Любая культура, связанная с фонетическим алфавитом, может легко стимулировать привычку располагать одно под другим или одно в другом, так как у человека под постоянным давлением письменного кода бессознательно формируется переживание речи как «содержания». Напротив, в бесписьменных культурах нет ничего неосознаваемого. Причина, по которой мифы так сложны для понимания, заключается в том, что они могут включать в себя любой аспект опыта, в отличие от письменных культур. Все уровни значения здесь одновременны. Поэтому туземцы, когда им задают фрейдовский вопрос о символике их мыслей или сновидений, утверждают, что все смыслы входят в словесное выражение. Исследования Юнга и Фрейда суть не что иное, как изощренный перевод бесписьменного сознания в термины письменного, но, как и в любом переводе, в нем немало искажений и упущений. Главная ценность перевода состоит в творческом усилии, которое он пробуждает, как показал своей жизнью Эзра Паунд. И культура, которая переживает переход от одного способа организации к другому — например, от слухового к визуальному, — необходимо перегнивает процесс творческого брожения, как то было в эпоху классической древности или Возрождения. Однако наша эпоха представляет собой, пожалуй, даже более внушительный пример такого брожения именно в силу ее «переходности».
Коль скоро в наш век совершается возврат к устной форме под давлением симультанной организации опыта, обусловленной электронной технологией, все более очевидным для нас становится некритическое принятие визуальных метафор и моделей, порожденных прошлыми веками. Суровую критику визуальных моделей в философии мы находим в лингвистическом анализе оксфордского философа Гилберта Райла:
Мы должны начать с отказа от модели, которая в той или иной форме доминирует во многих спекуляциях по поводу восприятия. Излюбленный, но неправомерный вопрос: «Каким образом человек постигает внешнюю реальность по ту сторону своих ощущений?» — часто задается так, как если бы предполагалась следующая ситуация. В камере без окон заключен пленник, живущий в одиночном заточении с самого рождения.

Задания>
1) Пожалуйста, перепишите из отрывка о письменных и бесписьменных культурах участок от слов «Коль скоро в» до слов «с самого рождения.» включительно.
2) Назовите всех людей, которые упомянуты по имени в отрывке о письменных и бесписьменных культурах.

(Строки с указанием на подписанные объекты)
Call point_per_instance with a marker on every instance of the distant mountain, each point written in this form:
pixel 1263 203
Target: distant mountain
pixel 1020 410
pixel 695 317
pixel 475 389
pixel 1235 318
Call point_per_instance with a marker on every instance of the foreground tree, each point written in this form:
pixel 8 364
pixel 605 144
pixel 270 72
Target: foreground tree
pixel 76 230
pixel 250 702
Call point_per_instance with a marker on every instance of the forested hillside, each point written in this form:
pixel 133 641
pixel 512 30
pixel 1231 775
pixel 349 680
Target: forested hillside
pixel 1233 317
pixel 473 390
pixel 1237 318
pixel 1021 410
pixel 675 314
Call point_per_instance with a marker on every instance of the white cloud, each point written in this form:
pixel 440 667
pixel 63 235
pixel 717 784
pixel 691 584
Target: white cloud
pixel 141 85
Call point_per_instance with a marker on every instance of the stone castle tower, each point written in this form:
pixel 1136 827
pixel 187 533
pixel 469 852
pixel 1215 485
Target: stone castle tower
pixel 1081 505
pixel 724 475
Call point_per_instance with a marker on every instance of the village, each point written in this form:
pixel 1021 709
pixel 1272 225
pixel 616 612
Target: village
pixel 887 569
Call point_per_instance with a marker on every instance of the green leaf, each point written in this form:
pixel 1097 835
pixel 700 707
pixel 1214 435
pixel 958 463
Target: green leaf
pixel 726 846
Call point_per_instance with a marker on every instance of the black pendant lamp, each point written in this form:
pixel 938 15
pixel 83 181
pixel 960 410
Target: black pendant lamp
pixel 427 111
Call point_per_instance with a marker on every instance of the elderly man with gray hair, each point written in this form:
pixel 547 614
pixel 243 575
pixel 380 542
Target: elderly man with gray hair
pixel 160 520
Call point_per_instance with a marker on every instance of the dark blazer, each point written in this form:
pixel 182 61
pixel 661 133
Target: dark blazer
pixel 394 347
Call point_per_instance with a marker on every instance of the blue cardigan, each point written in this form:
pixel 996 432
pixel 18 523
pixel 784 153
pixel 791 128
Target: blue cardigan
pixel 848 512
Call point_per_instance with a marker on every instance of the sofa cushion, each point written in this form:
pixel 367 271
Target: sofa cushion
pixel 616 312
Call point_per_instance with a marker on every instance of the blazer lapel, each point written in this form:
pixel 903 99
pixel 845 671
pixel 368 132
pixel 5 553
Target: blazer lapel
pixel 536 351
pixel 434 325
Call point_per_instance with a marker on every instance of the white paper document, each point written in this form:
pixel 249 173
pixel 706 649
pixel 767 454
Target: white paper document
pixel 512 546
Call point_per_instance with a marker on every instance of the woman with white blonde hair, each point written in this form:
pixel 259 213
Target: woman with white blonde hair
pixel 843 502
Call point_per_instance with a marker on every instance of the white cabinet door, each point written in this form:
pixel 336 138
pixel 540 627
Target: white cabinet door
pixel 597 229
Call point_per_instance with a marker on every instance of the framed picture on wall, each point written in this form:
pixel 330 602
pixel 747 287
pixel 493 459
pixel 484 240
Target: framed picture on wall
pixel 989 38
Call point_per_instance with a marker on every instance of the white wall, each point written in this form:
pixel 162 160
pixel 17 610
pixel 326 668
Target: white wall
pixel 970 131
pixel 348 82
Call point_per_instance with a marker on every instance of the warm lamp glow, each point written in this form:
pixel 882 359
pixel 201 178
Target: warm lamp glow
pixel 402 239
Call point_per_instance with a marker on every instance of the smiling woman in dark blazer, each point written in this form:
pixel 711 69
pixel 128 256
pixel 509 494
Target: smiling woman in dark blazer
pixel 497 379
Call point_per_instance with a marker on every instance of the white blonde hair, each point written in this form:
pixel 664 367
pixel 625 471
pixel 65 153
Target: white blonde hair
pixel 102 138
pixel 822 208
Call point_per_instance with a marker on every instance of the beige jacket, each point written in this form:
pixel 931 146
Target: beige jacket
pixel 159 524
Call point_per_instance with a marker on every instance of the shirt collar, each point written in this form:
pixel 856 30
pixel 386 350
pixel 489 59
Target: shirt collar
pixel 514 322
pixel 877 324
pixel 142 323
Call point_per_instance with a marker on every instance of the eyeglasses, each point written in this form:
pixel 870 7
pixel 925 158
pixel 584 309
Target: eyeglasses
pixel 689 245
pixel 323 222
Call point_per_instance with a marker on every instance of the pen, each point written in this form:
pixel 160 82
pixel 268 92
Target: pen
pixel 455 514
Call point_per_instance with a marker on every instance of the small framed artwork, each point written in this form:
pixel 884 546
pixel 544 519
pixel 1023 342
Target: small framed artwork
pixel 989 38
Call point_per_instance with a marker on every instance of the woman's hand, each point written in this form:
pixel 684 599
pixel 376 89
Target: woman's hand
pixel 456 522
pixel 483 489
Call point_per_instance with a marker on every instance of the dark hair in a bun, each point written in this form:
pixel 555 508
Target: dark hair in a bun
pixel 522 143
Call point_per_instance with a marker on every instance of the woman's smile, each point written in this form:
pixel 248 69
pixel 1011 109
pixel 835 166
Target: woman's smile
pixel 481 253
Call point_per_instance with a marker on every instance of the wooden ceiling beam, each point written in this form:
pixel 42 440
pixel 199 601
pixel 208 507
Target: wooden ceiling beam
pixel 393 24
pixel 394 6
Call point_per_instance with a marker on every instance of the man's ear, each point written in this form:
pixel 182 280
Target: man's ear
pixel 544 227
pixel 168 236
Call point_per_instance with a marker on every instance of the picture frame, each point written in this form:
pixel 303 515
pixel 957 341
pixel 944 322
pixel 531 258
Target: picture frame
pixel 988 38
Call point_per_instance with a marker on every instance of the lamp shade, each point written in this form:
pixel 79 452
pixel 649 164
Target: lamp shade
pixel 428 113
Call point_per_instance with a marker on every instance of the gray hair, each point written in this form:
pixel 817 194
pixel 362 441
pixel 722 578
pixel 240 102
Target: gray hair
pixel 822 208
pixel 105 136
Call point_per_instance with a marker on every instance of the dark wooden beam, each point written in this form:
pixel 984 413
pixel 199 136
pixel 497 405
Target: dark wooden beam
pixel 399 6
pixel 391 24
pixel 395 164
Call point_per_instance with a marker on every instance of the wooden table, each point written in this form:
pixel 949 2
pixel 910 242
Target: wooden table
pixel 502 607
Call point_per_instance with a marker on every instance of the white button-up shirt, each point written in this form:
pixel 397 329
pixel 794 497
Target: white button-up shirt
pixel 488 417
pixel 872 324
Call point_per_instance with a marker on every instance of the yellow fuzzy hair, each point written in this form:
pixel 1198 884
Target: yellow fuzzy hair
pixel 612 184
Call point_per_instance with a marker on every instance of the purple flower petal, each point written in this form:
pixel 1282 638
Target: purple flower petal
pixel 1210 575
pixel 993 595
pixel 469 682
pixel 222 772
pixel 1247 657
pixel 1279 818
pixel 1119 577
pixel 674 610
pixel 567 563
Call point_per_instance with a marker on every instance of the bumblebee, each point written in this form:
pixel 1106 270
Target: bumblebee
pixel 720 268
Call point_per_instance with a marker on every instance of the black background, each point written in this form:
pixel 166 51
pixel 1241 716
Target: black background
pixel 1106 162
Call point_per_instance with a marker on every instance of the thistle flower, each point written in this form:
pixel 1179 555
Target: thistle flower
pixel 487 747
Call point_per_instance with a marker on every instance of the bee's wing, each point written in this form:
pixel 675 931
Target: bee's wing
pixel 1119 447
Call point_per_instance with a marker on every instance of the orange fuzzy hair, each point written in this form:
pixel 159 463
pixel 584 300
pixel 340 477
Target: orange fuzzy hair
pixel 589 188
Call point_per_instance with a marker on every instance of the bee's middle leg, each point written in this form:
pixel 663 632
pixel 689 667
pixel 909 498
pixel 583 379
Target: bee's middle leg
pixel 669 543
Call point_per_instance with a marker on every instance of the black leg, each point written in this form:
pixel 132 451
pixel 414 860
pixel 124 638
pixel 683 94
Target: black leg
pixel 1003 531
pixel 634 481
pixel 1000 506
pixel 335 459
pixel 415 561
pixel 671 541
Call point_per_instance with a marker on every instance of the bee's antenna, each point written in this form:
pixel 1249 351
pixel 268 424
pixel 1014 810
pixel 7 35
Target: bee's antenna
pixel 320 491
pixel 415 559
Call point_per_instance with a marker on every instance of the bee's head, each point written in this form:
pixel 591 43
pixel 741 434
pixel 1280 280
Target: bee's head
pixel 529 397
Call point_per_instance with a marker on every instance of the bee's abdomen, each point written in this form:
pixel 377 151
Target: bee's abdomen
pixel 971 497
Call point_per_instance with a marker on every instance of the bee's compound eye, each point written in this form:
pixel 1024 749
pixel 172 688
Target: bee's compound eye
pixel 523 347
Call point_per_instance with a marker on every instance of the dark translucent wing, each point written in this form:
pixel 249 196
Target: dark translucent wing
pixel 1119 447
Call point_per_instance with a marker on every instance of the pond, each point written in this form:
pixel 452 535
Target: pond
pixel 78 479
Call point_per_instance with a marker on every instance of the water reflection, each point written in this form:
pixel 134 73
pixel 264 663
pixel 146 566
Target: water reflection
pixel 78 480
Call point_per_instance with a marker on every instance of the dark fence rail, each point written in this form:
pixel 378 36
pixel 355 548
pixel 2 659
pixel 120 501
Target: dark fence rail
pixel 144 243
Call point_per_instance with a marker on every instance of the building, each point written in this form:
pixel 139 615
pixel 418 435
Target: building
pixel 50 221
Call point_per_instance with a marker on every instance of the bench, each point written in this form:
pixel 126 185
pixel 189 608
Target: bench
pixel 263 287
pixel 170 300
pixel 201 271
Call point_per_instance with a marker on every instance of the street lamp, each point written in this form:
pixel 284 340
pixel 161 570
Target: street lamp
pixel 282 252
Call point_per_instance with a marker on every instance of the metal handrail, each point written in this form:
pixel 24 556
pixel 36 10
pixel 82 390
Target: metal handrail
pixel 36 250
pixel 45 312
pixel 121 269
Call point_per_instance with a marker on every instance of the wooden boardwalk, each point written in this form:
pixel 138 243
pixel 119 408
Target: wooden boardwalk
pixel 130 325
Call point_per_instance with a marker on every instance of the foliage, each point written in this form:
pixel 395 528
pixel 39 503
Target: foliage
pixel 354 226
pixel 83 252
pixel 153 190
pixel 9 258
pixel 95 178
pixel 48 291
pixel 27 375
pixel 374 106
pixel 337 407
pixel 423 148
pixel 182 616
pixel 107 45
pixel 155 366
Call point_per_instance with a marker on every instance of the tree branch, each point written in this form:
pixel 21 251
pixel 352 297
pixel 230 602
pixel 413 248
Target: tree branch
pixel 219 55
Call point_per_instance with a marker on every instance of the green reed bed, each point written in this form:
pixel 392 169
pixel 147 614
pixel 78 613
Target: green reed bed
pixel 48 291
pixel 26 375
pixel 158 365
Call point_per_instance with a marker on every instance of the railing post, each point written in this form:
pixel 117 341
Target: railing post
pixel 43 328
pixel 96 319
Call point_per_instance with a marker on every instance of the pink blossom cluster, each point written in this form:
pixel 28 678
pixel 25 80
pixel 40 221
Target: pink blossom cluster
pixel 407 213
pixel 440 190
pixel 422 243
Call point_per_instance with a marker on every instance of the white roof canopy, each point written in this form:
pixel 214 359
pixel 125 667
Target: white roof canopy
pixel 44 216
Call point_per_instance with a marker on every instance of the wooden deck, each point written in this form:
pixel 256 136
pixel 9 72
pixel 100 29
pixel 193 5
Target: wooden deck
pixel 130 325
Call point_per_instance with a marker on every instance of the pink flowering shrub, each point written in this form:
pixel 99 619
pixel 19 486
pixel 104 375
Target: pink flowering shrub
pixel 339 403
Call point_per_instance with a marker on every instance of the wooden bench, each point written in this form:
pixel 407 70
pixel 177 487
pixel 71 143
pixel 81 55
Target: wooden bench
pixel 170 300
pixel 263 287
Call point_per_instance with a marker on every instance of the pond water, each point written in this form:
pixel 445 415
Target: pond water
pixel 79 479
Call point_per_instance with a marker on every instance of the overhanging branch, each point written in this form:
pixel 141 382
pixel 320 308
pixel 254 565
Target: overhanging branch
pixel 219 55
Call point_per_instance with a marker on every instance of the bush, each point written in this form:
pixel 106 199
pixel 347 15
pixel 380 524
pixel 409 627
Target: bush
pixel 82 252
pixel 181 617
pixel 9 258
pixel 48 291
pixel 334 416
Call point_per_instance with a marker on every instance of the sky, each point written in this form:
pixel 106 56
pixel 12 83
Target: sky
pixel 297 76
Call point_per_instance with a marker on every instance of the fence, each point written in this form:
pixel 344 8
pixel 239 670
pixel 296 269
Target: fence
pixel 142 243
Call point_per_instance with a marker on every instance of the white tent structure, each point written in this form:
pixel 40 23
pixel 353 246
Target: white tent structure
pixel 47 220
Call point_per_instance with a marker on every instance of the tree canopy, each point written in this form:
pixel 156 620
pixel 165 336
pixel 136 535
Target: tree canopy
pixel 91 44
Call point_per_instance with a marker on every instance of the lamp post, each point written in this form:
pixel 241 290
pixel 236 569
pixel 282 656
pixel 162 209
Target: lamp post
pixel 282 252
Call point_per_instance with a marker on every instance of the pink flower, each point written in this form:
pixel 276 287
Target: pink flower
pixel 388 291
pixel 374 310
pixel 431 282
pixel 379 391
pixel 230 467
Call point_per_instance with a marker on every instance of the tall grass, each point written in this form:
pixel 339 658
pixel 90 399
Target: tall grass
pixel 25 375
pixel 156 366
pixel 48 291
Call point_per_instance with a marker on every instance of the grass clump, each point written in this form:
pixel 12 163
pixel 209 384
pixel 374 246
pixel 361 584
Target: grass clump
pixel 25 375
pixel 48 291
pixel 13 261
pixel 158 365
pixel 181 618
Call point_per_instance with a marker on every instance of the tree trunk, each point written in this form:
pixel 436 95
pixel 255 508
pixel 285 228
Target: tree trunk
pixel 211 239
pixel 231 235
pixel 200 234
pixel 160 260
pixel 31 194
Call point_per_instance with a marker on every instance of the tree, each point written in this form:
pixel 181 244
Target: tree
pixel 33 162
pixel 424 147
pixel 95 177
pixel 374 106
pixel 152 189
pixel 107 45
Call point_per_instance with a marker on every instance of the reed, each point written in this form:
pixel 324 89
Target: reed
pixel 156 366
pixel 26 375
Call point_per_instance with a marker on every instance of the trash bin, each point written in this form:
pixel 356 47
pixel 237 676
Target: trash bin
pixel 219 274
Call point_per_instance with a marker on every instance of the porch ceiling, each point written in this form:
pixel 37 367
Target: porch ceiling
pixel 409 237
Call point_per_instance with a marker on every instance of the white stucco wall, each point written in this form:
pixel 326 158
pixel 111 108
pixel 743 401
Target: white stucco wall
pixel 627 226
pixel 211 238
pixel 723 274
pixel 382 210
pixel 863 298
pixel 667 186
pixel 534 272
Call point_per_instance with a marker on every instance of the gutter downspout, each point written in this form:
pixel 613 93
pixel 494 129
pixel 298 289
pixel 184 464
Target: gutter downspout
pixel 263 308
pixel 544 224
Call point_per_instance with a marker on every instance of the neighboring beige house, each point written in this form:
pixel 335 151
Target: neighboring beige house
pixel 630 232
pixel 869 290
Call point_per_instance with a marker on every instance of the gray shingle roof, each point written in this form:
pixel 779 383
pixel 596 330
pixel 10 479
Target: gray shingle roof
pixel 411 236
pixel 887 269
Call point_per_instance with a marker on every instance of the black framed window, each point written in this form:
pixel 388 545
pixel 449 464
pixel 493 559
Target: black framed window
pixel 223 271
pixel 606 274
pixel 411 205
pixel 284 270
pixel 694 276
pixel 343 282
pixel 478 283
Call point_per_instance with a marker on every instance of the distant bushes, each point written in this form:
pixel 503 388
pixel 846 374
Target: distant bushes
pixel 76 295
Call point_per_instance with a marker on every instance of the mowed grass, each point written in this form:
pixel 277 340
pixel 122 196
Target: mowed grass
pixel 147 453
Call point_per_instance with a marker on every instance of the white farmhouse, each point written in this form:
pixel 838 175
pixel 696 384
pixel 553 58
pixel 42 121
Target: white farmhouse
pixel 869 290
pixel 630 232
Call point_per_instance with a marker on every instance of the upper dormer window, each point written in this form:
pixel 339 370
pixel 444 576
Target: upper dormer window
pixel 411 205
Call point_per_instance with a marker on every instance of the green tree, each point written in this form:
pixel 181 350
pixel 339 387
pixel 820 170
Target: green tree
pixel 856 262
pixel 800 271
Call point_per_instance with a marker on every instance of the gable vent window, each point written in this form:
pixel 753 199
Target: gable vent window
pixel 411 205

Правильные ответы>
1)
Коль скоро в наш век совершается возврат к устной форме под давлением симультанной организации опыта, обусловленной электронной технологией, все более очевидным для нас становится некритическое принятие визуальных метафор и моделей, порожденных прошлыми веками. Суровую критику визуальных моделей в философии мы находим в лингвистическом анализе оксфордского философа Гилберта Райла:
Мы должны начать с отказа от модели, которая в той или иной форме доминирует во многих спекуляциях по поводу восприятия. Излюбленный, но неправомерный вопрос: «Каким образом человек постигает внешнюю реальность по ту сторону своих ощущений?» — часто задается так, как если бы предполагалась следующая ситуация. В камере без окон заключен пленник, живущий в одиночном заточении с самого рождения.

2) Юнг, Фрейд, Эзра Паунд, Гилберт Райл.